Task description — Repeat exactly the lines of the entries below from the one with "e.g. point(110, 86)" through the one with "e.g. point(37, 142)", both ends included, and nothing else.

*** Opening Given information ***

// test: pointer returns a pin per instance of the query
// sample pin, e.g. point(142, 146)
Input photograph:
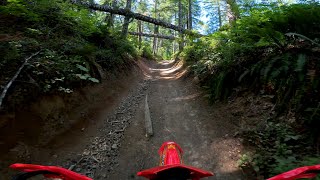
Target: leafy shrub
point(70, 37)
point(270, 50)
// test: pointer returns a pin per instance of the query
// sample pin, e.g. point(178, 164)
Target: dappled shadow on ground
point(179, 113)
point(170, 70)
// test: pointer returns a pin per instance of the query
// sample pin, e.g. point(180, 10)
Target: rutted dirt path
point(179, 113)
point(113, 144)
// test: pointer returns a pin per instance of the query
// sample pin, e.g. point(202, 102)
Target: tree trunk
point(126, 20)
point(219, 14)
point(140, 32)
point(110, 19)
point(232, 11)
point(156, 29)
point(125, 12)
point(153, 35)
point(180, 25)
point(190, 15)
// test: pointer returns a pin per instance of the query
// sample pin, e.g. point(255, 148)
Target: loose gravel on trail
point(103, 151)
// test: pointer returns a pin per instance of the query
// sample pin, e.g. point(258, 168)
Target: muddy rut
point(179, 113)
point(114, 145)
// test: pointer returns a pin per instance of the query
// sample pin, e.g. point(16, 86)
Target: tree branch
point(152, 35)
point(126, 12)
point(5, 89)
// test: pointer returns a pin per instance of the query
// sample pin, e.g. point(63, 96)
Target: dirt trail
point(114, 146)
point(179, 113)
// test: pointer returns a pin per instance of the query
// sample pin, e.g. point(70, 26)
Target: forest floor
point(113, 145)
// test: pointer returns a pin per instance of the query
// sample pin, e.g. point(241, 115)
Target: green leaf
point(93, 79)
point(301, 61)
point(82, 68)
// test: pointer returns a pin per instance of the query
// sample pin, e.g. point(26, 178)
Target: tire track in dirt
point(179, 113)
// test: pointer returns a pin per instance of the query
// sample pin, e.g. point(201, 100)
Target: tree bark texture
point(153, 35)
point(125, 12)
point(126, 19)
point(190, 14)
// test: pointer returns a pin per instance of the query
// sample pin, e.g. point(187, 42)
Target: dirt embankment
point(99, 131)
point(36, 133)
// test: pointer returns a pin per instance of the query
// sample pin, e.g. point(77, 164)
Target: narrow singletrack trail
point(179, 113)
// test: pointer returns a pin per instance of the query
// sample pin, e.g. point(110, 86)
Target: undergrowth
point(76, 47)
point(274, 51)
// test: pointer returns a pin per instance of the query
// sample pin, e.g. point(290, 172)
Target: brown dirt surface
point(107, 139)
point(179, 113)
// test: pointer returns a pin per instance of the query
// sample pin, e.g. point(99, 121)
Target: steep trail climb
point(112, 144)
point(179, 113)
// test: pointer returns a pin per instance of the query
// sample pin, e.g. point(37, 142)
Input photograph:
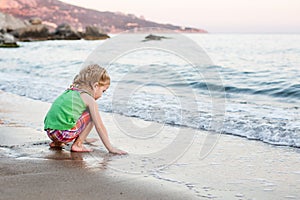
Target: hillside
point(54, 13)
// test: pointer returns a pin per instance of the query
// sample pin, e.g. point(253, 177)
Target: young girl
point(74, 113)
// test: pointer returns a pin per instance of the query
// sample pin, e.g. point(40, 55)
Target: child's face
point(99, 90)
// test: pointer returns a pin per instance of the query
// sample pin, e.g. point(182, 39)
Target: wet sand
point(236, 168)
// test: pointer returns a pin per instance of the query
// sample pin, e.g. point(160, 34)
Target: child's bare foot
point(90, 140)
point(56, 144)
point(81, 148)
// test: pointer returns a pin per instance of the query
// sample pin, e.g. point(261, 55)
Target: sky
point(215, 16)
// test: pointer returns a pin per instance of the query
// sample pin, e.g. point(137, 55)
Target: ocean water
point(259, 82)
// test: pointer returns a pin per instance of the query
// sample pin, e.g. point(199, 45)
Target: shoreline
point(236, 168)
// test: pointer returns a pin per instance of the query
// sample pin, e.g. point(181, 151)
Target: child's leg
point(56, 144)
point(78, 143)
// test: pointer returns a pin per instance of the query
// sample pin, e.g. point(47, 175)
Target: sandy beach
point(237, 168)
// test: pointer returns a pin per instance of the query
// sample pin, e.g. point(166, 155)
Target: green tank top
point(65, 111)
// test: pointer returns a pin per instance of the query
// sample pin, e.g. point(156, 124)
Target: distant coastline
point(54, 13)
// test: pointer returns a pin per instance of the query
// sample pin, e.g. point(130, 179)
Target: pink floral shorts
point(66, 136)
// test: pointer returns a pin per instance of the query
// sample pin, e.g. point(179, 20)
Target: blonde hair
point(89, 75)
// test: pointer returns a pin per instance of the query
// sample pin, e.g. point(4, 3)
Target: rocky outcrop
point(7, 40)
point(154, 37)
point(93, 33)
point(9, 23)
point(32, 33)
point(65, 32)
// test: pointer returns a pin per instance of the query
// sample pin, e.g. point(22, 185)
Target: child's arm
point(100, 128)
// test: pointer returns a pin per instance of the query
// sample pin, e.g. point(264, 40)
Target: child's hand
point(117, 151)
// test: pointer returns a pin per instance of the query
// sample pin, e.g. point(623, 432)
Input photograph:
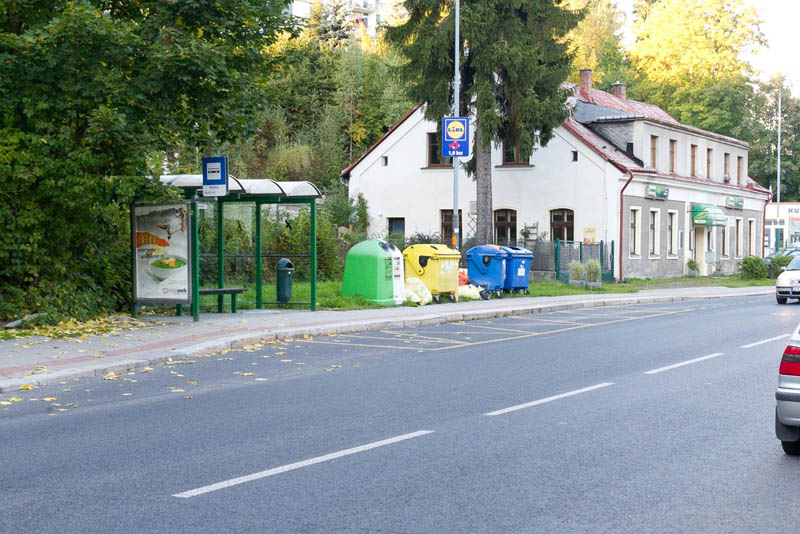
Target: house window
point(653, 150)
point(724, 236)
point(739, 250)
point(397, 225)
point(505, 227)
point(634, 237)
point(727, 170)
point(435, 158)
point(739, 170)
point(447, 226)
point(562, 223)
point(655, 231)
point(672, 233)
point(511, 156)
point(672, 147)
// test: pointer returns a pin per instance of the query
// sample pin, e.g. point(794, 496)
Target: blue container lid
point(487, 250)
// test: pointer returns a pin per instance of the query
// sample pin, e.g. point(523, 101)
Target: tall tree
point(596, 43)
point(514, 58)
point(90, 88)
point(691, 58)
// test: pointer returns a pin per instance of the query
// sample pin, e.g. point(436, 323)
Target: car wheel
point(791, 448)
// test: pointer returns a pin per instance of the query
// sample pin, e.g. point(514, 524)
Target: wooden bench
point(221, 291)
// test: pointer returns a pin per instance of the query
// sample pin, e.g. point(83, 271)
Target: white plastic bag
point(469, 291)
point(417, 293)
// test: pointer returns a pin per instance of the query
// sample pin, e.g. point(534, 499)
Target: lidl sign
point(455, 137)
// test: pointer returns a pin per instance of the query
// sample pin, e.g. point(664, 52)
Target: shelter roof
point(255, 188)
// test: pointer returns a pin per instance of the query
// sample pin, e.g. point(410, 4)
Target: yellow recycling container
point(436, 266)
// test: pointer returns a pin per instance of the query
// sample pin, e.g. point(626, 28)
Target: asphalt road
point(651, 418)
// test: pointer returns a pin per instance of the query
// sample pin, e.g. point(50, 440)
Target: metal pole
point(259, 266)
point(220, 253)
point(456, 90)
point(313, 254)
point(779, 165)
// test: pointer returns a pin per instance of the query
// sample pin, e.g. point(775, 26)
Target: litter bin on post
point(436, 266)
point(373, 269)
point(486, 267)
point(283, 290)
point(518, 269)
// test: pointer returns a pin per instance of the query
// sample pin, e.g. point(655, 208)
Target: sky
point(781, 30)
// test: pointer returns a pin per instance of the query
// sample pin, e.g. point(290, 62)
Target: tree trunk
point(484, 233)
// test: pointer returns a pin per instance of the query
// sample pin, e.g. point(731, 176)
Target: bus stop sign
point(455, 137)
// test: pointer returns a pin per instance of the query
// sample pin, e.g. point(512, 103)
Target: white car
point(787, 286)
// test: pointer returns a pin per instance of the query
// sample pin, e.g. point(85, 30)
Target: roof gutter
point(621, 213)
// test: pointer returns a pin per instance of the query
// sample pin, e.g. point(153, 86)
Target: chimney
point(586, 80)
point(620, 90)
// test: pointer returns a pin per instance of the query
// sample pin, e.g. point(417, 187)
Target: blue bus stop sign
point(455, 137)
point(215, 177)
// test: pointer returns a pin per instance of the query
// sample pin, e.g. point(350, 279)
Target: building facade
point(616, 170)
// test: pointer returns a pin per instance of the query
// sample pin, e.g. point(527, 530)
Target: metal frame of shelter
point(259, 192)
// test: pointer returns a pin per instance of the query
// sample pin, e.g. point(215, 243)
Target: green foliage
point(593, 270)
point(777, 263)
point(752, 268)
point(510, 78)
point(89, 91)
point(576, 270)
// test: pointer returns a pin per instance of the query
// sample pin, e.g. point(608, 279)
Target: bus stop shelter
point(258, 192)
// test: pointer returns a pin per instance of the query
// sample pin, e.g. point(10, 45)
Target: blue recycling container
point(518, 269)
point(486, 267)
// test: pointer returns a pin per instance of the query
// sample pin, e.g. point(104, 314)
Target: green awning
point(708, 215)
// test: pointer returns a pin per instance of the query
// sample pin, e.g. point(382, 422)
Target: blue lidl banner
point(215, 177)
point(455, 137)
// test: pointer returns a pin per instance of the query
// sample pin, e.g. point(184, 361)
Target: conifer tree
point(514, 59)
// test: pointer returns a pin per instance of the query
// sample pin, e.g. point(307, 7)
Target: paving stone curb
point(238, 341)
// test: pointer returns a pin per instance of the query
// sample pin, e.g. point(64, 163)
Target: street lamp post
point(456, 90)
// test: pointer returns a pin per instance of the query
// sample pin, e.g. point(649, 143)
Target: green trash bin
point(285, 270)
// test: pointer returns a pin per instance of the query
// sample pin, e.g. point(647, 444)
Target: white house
point(616, 170)
point(366, 12)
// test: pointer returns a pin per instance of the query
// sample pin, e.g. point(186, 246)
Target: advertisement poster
point(161, 253)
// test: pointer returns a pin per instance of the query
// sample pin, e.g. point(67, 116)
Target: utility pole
point(779, 245)
point(456, 90)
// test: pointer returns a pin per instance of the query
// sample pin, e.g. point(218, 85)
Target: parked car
point(787, 285)
point(787, 397)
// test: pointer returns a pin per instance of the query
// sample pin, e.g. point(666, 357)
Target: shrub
point(576, 270)
point(777, 263)
point(752, 268)
point(593, 270)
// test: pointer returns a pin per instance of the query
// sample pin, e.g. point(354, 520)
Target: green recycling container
point(373, 269)
point(285, 270)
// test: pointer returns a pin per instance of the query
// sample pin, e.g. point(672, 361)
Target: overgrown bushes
point(752, 268)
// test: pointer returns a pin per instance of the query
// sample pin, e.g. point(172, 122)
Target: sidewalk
point(39, 361)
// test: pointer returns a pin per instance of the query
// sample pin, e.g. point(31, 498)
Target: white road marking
point(298, 465)
point(550, 399)
point(757, 343)
point(667, 368)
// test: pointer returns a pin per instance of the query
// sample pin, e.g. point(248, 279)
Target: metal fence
point(567, 251)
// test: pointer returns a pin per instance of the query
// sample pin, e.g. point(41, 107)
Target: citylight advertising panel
point(161, 255)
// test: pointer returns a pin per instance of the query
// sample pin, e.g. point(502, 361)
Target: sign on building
point(161, 254)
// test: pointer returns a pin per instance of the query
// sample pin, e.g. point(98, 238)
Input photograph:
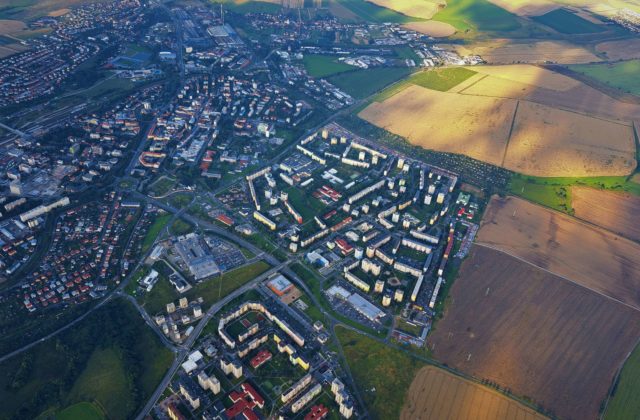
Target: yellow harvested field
point(577, 97)
point(581, 253)
point(529, 75)
point(620, 50)
point(424, 9)
point(438, 395)
point(526, 7)
point(547, 141)
point(504, 51)
point(471, 125)
point(11, 26)
point(432, 28)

*** Closing Given information ***

Solution for this task —
// sample pin, e.g. point(110, 86)
Target: undergrowth
point(76, 47)
point(274, 51)
// test: pointer returns a pin per instance of the query
// sample pin, e.g. point(290, 172)
Target: brown dirt surface
point(107, 139)
point(179, 113)
// test: pointer returns a pin per instance of the query
// sample pin, e.g. point(99, 121)
Target: steep trail climb
point(112, 144)
point(179, 113)
// test: pointer returns a pin per instance of the query
// sample pin, e.g. point(37, 142)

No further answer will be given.